◆ YOUR INSTRUCTIONS
Please gather every line of the material below that contains the word "pillar".

++++ RECORDS PROVIDED

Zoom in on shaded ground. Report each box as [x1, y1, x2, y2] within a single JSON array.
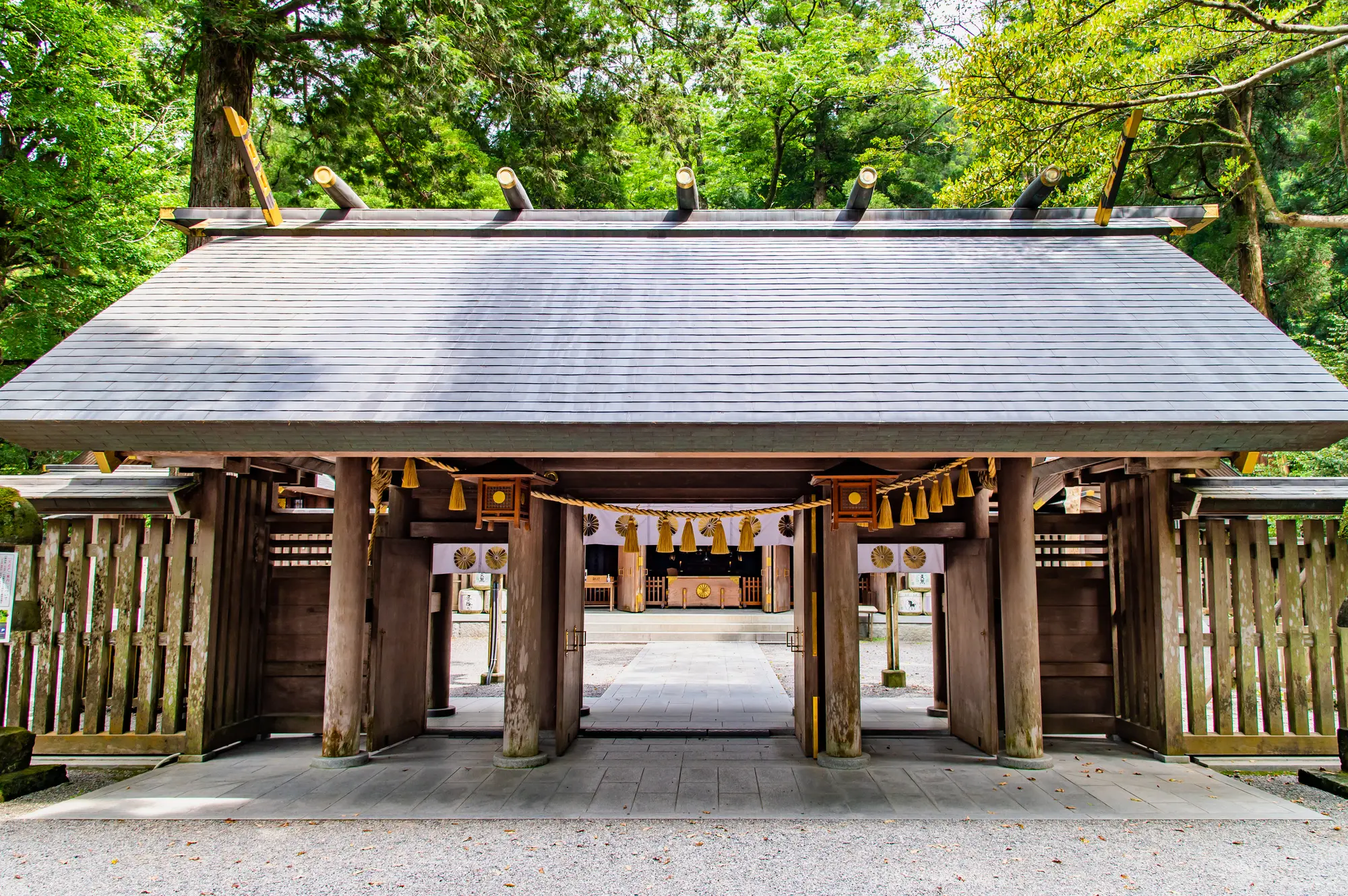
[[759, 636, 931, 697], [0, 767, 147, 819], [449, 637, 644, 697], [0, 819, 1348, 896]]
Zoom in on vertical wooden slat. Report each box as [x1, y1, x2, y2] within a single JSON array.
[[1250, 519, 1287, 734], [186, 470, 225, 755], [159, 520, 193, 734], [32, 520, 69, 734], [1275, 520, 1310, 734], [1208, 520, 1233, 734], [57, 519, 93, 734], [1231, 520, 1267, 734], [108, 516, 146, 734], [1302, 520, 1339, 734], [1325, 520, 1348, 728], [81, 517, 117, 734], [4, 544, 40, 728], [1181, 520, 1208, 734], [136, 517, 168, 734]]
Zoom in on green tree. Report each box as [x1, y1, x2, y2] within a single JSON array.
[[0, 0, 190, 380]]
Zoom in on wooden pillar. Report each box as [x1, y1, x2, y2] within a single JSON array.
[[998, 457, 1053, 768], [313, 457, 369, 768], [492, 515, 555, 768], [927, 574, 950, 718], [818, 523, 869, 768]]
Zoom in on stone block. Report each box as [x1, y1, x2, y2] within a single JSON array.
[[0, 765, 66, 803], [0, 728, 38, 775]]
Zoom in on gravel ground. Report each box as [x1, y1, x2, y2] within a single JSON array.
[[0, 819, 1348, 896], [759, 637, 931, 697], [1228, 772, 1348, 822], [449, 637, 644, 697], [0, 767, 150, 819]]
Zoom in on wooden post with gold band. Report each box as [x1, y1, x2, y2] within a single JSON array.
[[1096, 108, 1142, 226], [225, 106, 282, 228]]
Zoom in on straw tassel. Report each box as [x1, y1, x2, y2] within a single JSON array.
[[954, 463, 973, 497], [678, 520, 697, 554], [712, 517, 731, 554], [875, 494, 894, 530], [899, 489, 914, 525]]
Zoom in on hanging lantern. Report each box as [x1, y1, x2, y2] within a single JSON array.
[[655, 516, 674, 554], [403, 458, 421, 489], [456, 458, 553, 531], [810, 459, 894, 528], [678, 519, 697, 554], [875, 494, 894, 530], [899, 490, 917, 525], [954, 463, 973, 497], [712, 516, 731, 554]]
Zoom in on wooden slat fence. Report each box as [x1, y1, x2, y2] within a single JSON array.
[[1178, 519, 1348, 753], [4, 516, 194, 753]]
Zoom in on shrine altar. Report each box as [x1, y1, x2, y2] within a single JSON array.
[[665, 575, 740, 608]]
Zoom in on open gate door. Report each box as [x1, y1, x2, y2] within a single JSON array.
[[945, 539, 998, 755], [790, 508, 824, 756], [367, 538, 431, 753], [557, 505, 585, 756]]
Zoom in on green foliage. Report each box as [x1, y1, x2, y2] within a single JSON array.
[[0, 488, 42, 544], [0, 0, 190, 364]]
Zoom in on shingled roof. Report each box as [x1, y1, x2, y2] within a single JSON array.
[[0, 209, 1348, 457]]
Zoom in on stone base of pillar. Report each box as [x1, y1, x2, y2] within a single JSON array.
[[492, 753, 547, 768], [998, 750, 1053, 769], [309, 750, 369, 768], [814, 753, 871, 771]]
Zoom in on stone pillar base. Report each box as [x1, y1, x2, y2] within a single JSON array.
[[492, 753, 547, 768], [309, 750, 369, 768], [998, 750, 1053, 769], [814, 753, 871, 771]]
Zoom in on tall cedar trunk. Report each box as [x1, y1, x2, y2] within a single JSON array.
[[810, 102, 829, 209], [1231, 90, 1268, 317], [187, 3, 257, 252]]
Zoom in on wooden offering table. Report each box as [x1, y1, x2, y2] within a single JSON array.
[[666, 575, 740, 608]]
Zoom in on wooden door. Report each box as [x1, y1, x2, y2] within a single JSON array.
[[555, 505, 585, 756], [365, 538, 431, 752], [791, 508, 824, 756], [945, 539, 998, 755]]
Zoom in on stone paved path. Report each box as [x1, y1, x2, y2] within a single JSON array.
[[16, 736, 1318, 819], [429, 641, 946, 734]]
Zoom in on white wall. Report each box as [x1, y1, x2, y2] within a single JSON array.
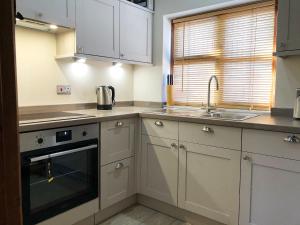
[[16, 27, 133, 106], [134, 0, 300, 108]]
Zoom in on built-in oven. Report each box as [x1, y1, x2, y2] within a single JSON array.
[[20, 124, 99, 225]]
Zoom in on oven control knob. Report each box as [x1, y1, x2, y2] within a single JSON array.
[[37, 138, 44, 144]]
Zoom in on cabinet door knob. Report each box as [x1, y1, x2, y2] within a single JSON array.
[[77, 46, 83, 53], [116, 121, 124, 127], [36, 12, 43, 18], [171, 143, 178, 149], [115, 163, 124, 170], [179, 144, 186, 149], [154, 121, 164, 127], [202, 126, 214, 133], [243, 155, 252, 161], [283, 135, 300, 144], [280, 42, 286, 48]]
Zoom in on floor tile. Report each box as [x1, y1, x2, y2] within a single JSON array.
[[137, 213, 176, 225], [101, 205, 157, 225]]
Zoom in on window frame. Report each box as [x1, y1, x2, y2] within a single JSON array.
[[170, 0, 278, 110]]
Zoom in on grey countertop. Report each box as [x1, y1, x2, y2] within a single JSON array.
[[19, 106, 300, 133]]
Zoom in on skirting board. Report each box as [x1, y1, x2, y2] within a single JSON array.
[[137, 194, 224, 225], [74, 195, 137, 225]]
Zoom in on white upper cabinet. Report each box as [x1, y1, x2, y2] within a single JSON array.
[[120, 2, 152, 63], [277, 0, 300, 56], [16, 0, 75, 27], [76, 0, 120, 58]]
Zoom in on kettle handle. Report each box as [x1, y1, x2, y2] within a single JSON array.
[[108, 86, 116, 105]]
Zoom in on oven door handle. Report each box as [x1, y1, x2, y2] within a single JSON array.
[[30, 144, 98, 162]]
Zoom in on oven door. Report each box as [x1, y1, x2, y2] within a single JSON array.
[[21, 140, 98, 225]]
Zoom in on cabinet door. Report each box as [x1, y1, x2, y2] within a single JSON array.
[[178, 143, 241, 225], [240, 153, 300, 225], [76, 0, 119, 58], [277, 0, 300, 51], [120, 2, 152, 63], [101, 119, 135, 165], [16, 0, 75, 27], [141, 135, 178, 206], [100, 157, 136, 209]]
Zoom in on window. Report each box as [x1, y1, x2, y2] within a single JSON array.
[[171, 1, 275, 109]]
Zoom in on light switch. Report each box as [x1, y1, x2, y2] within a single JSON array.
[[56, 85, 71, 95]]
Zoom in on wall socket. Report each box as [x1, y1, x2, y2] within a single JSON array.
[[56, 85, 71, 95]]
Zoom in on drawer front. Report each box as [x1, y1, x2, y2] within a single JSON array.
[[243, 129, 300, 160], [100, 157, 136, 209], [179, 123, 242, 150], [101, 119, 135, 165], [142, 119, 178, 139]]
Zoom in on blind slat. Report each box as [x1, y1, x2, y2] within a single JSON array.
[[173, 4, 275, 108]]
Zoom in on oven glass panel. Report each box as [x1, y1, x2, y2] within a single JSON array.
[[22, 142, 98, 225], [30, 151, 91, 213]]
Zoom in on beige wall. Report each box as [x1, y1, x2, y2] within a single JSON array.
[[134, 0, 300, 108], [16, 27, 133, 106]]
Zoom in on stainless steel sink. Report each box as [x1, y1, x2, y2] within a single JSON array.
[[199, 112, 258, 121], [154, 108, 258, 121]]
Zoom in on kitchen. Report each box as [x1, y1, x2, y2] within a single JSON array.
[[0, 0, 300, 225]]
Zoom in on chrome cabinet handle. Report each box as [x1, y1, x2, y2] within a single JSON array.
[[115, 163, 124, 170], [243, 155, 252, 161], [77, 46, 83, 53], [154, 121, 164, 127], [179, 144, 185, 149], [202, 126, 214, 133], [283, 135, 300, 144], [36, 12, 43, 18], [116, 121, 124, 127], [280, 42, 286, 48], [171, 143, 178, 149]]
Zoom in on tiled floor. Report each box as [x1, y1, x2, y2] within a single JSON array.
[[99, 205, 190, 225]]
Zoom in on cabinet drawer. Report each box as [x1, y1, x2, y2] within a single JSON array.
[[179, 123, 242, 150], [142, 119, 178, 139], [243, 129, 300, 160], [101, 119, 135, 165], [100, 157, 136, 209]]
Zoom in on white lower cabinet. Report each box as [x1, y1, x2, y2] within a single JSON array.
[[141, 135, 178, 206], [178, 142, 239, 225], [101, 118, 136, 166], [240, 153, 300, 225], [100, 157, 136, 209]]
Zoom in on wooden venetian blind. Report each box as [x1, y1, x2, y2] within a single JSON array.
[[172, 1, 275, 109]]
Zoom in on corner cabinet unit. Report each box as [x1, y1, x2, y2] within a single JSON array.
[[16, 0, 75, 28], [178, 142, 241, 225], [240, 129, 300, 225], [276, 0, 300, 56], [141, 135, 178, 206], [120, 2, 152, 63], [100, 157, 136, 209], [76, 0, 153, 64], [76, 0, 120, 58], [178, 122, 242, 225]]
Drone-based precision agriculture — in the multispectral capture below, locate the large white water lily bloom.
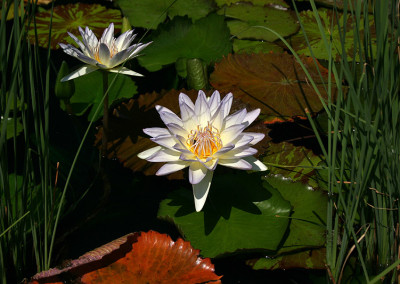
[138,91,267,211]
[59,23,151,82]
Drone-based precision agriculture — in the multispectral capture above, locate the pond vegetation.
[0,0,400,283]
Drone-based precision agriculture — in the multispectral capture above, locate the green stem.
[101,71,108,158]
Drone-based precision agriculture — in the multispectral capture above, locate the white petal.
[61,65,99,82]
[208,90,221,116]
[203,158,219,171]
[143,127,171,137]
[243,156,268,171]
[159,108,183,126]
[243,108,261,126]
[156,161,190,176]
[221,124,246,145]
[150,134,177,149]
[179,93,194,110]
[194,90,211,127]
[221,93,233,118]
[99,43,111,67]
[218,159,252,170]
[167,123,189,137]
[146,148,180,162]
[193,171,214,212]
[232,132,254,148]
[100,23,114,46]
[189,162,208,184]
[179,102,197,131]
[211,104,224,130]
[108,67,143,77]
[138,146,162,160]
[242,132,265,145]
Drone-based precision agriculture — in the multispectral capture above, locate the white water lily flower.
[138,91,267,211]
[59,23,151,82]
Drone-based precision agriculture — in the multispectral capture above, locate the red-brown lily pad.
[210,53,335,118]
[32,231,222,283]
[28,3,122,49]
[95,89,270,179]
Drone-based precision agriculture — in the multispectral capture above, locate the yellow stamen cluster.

++++++++

◆ OUTPUT FOR THIS EXERCISE
Zoom in on wooden pillar. Report each box as [x1, y1, x2, y2] within a single JSON array.
Zoom in on stone base of pillar. Report each box as [x1, y1, x2, y2] within a single JSON array.
Zoom in on stone pillar base. Report each box as [x1, y1, x2, y2] within a single JSON array.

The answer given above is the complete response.